A data block:
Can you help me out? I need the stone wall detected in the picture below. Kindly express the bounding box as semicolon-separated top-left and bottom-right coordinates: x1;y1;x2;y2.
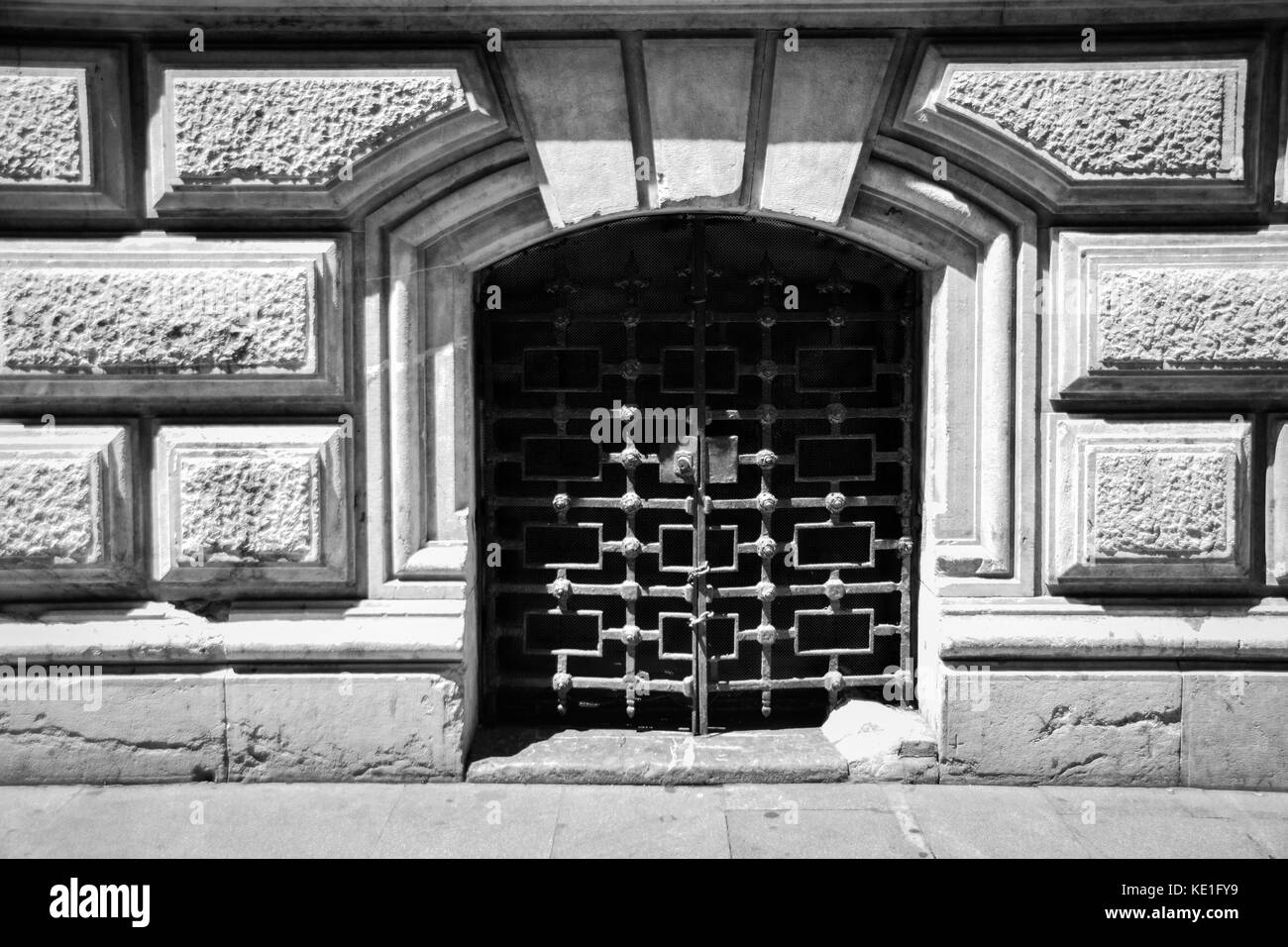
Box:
0;11;1288;789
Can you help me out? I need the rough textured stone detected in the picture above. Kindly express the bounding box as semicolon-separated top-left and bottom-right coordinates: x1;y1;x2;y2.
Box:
172;71;465;184
1096;266;1288;366
945;67;1243;179
0;674;226;784
821;701;939;783
939;668;1181;786
1091;451;1237;557
0;449;104;566
0;68;87;184
1181;672;1288;789
152;424;353;584
1048;416;1252;594
0;265;316;373
179;449;321;565
228;674;465;783
0;425;132;600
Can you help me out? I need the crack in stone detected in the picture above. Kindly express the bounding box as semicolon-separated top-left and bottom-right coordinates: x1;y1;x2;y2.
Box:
1052;753;1109;780
1030;703;1181;743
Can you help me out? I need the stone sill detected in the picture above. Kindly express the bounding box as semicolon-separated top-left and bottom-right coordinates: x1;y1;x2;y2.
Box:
0;599;465;664
937;596;1288;661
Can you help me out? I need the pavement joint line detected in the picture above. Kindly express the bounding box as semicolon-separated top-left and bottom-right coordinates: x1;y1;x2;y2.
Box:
885;786;935;858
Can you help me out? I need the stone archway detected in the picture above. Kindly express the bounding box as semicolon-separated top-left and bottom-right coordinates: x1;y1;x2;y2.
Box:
366;135;1035;757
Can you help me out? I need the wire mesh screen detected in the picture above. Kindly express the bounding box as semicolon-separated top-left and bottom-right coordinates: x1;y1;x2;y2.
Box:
477;215;917;727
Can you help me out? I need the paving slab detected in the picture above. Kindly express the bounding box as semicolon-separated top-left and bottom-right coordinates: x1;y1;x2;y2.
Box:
550;786;729;858
467;728;849;786
884;785;1087;858
1047;786;1284;858
371;784;564;858
725;809;926;858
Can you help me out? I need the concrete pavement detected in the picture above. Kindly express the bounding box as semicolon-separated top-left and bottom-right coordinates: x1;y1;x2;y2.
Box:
0;784;1288;858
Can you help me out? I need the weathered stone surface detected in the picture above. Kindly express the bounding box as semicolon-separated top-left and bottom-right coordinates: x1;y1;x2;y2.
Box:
1051;417;1250;587
506;40;639;223
944;65;1243;180
939;666;1181;786
228;674;465;783
0;674;226;784
644;39;755;204
1181;672;1288;789
0;425;136;598
170;71;465;184
821;701;939;783
154;425;351;582
0;67;89;184
0;265;316;373
0;447;104;566
177;449;322;565
1096;266;1288;366
1091;451;1237;559
757;39;894;223
1050;227;1288;399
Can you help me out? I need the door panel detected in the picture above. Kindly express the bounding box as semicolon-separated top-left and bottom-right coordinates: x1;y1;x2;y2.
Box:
477;215;915;733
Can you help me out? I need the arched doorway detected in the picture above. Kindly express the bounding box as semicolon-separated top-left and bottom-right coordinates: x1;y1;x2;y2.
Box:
476;214;918;733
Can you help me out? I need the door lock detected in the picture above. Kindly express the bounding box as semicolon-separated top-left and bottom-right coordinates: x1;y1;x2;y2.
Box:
657;434;698;483
675;451;695;480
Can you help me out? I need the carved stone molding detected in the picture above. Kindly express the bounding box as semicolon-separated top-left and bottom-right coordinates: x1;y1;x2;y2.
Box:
1266;415;1288;588
505;36;896;227
149;49;510;218
1047;415;1252;594
0;425;141;599
366;131;1037;598
0;237;348;403
0;46;133;219
1048;227;1288;399
896;42;1262;211
152;424;353;598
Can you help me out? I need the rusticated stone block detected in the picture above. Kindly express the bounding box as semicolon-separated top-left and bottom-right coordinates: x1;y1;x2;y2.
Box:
0;44;133;222
943;61;1246;179
1048;417;1250;590
170;69;465;184
0;425;137;599
0;65;90;184
228;673;465;783
896;39;1265;213
0;237;342;398
939;666;1181;786
154;425;352;598
149;48;496;220
1051;227;1288;398
0;665;227;785
1181;672;1288;789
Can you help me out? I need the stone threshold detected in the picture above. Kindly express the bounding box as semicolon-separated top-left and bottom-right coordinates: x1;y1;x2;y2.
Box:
465;701;939;786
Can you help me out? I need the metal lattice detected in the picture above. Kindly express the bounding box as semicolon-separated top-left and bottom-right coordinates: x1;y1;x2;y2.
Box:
477;215;915;733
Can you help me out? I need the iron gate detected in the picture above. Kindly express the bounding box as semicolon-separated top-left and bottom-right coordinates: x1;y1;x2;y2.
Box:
477;215;917;733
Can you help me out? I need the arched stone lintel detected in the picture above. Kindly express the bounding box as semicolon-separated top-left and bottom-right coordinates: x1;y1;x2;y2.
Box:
365;137;1035;598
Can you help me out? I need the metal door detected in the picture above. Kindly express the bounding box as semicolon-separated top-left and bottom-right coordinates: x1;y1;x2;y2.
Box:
477;215;915;733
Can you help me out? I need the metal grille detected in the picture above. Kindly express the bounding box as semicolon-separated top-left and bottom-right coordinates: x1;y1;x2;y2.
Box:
477;215;915;733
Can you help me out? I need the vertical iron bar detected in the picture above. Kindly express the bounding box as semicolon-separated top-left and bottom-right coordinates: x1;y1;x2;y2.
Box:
691;218;709;736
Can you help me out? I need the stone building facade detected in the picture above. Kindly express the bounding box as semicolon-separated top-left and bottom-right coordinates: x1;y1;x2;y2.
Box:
0;0;1288;789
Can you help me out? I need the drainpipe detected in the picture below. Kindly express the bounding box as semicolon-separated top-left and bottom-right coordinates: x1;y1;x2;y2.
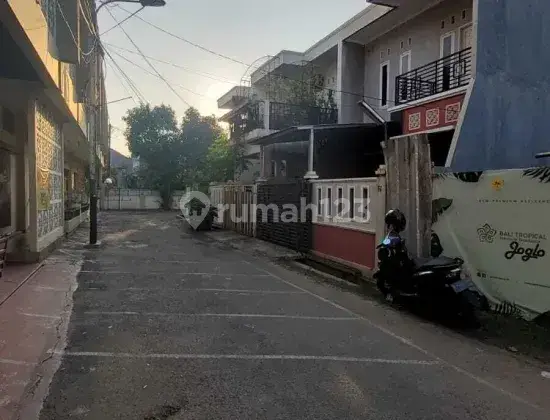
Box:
304;127;319;179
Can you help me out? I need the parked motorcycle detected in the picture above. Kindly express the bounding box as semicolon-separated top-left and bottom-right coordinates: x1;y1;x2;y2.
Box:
374;209;482;325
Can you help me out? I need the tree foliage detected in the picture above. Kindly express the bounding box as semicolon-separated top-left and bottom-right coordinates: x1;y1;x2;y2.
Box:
124;104;239;209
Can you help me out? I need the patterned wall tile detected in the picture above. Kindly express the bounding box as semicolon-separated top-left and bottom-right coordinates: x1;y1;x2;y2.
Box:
409;112;421;131
445;102;460;123
35;102;64;238
426;108;439;127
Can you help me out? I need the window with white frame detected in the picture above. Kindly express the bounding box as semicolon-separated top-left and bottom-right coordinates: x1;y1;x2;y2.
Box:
348;187;355;220
399;50;413;101
399;50;411;74
325;187;332;217
317;187;323;217
336;187;344;217
380;61;390;107
40;0;58;33
361;186;370;222
280;160;286;177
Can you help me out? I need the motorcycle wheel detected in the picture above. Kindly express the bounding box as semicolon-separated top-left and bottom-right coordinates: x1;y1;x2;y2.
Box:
376;278;395;303
458;297;481;329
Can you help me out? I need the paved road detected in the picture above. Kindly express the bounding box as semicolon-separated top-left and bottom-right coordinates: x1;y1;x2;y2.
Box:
37;213;548;420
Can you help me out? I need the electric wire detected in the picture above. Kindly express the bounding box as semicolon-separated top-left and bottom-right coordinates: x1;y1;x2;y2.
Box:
99;6;145;36
103;42;238;84
107;9;191;107
115;4;256;66
104;46;212;101
113;5;468;115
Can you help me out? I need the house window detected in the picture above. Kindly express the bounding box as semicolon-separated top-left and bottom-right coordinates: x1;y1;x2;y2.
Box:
399;51;411;74
325;187;332;217
0;149;15;233
349;187;355;220
380;61;390;107
336;187;344;217
317;187;323;216
361;187;369;222
40;0;58;33
281;160;286;177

# YOUR INSTRUCTIONS:
Write out the part that opens with the line containing "Can you help me out? I need the door panel" and closes with the line containing "152;424;353;598", keeping every line, and raise each bounding box coordinate by 123 while leaving all other text as it stands.

# EXPECTED OUTPUT:
Can you help me out? I need the door panel detected in the picture above. Kindly express the bounding box as semicolon-separated top-left and bottom-right coordinates: x1;y1;x2;y2.
Box:
600;338;1038;856
Can you help me out? I need the arched doorway detected in the picture above. Kindly express the bounding box as semicolon-separated top-left and bottom-right coordinates: x1;y1;x2;y2.
Box:
599;337;1041;856
Can you help me out? I need the door lock detected in the picture above. Kindly express the bounding box as semicolon-separated top-left and bottom-right coordinates: x1;y1;x2;y2.
Box:
780;557;821;606
798;574;818;603
Can you help me out? I need the carved stone molding detected in the picture above. Kindly express the bounding box as semicolon-separated top-left and bottom-right coordinates: x1;y1;x2;y2.
Box:
1389;538;1411;711
628;159;1019;350
272;172;633;341
1170;538;1375;717
123;548;264;722
489;254;1160;721
123;360;471;526
123;169;256;342
1171;350;1411;522
1019;165;1385;334
275;547;476;721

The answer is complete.